• SELECTED EXTRACT:
<<<<

Comments (13)
Does this only happen in decode.2.log
, and others are fine? Then, I'm expecting this is just a problem of some accidental data access. If this always happens, it would be due to some bugs. Can you just re-run only decoding by adding the option of --stage 5
?
from espnet.
No, this happen in all decode.*.log. After I re-run it (adding the option of --stage 5), and it happened again.
from espnet.
Thanks.
I'll check it.
from espnet.
I did not test the completely same setup, but I did not observe the issue. The training may have some issues. Can you take a look at exp/.../train.log? Also, can you check the model exists at exp/.../results/model.acc.best ?
from espnet.
@chiayuli @sw005320
This is caused by the torch.nn.DataParallel
.
We have to change the saving function when using DataParallel
as follows:
(This is from my another project's codes)
if args.n_gpus > 1:
torch.save({"model": model.module.state_dict()}, args.expdir + "/checkpoint-final.pkl")
else:
torch.save({"model": model.state_dict()}, args.expdir + "/checkpoint-final.pkl")
@bobchennan Coud you fix it?
from espnet.
Thanks, I'll try it and feedback to you.
from espnet.
Yes that is caused by DataParallel. I will fix it soon.
from espnet.
Hi all,
I modified the code in asr_pytorch.py as #157
But it occurs other error (torch_load) during training acoustic model. Is there any modification to torch_load(path, obj) function? Many Thanks
=== commands ===
export CUDA_VISIBLE_DEVICES=0,2,3 ; nohup ./run.sh --ngpu 3 --stage 4 --backend pytorch --etype blstmp >> run.log&
=== log ===
Exception in main training loop: 'unexpected key "predictor.enc.enc1.bilstm0.weight_ih_l0" in state_dict'
Traceback (most recent call last):
File "/mount/arbeitsdaten40/projekte/asr/licu/Espnet/tools/venv/lib/python2.7/site-packages/chainer/training/trainer.py", line 309, in run
entry.extension(self)
File "/mount/arbeitsdaten/asr/licu/Espnet/src/asr/asr_utils.py", line 110, in restore_snapshot
_restore_snapshot(model, snapshot, load_fn)
File "/mount/arbeitsdaten/asr/licu/Espnet/src/asr/asr_utils.py", line 116, in _restore_snapshot
load_fn(snapshot, model)
File "/mount/arbeitsdaten/asr/licu/Espnet/src/asr/asr_pytorch.py", line 270, in torch_load
model.load_state_dict(torch.load(path))
File "/mount/arbeitsdaten40/projekte/asr/licu/Espnet/tools/venv/lib/python2.7/site-packages/torch/nn/modules/module.py", line 522, in load_state_dict
.format(name))

>>>>

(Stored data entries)
<<<<

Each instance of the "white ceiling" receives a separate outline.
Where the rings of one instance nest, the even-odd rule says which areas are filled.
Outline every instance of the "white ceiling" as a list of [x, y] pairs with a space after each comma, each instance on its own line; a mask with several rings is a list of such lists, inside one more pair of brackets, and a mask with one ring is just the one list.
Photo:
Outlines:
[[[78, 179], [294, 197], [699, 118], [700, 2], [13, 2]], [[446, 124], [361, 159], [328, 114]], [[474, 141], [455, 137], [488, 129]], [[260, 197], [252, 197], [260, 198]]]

>>>>

• COMPLETE THE FOLLOWING:
**1.** List each option passed to ./run.sh in the command shown in the ESPnet thread, together with its value.
**2.** In the ESPnet thread, what is named as the cause of the issue?
**3.** Write out the ESPnet thread from "Does this only" to "I'll check it.".
The rows stand on their own, separate from the ESPnet thread.

• EXERCISE ANSWERS:
**1.**
--ngpu 3
--stage 4
--backend pytorch
--etype blstmp

**2.** torch.nn.DataParallel

**3.**
Does this only happen in decode.2.log
, and others are fine? Then, I'm expecting this is just a problem of some accidental data access. If this always happens, it would be due to some bugs. Can you just re-run only decoding by adding the option of --stage 5
?
from espnet.
No, this happen in all decode.*.log. After I re-run it (adding the option of --stage 5), and it happened again.
from espnet.
Thanks.
I'll check it.